- WHAT YOU HAVE TO DO: Render part of the material below as a Markdown table with the columns Row and Line, one numbered row per line and blank lines left out. Begin at the line that has "vegetation and give me its bounding box." and stop after the line that has "[0,56,75,109]".

- GIVEN RECORDS:
----------------

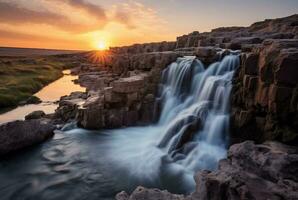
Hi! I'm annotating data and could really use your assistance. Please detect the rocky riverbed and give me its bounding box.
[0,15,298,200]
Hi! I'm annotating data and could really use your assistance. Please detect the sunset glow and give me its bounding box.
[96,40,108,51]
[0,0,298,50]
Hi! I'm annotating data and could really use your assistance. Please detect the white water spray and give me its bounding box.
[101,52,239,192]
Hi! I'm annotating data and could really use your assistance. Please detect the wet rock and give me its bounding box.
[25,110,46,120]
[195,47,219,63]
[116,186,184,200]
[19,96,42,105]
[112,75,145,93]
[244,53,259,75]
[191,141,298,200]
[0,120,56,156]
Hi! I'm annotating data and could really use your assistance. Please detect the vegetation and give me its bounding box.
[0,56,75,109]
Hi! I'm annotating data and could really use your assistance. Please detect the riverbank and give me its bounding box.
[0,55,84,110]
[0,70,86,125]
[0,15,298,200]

----------------

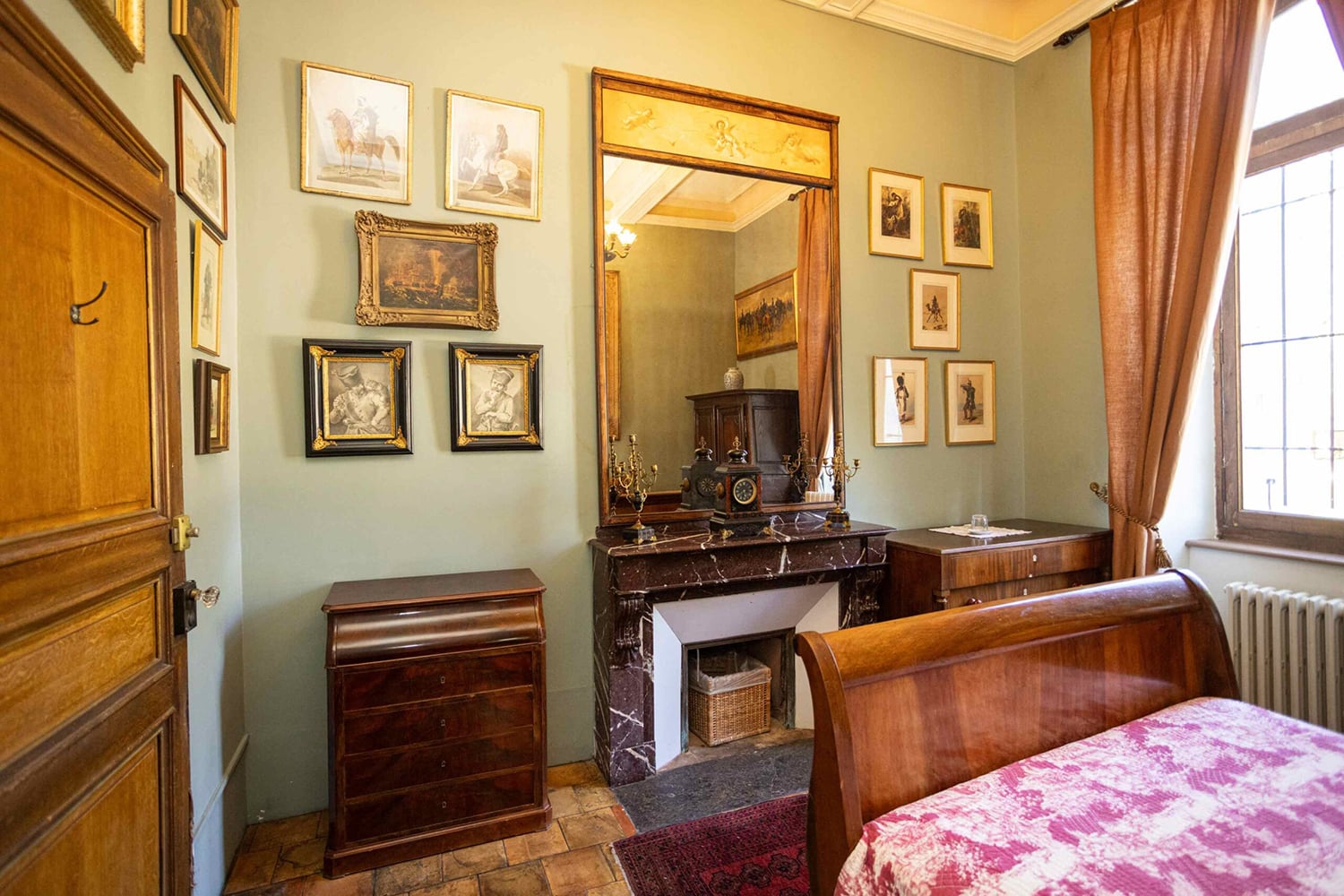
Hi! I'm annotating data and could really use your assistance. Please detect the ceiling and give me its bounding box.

----------------

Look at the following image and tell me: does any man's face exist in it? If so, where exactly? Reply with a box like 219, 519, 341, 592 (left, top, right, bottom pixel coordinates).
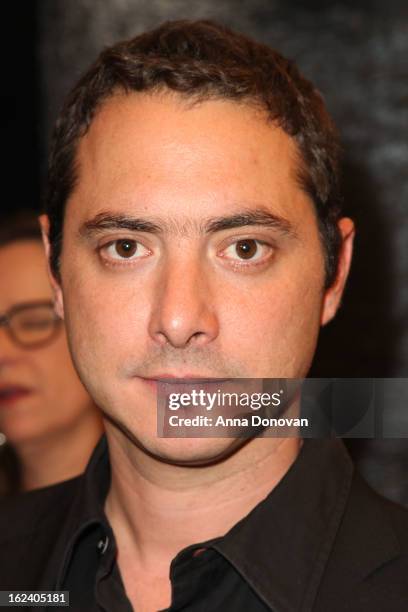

----------------

- TASK RESULT:
| Row | Line |
|---|---|
| 1 | Hi! I'm annotating data and could really use your assistance. Please detect the vegetation and give me its bounding box. |
| 2 | [0,56,75,109] |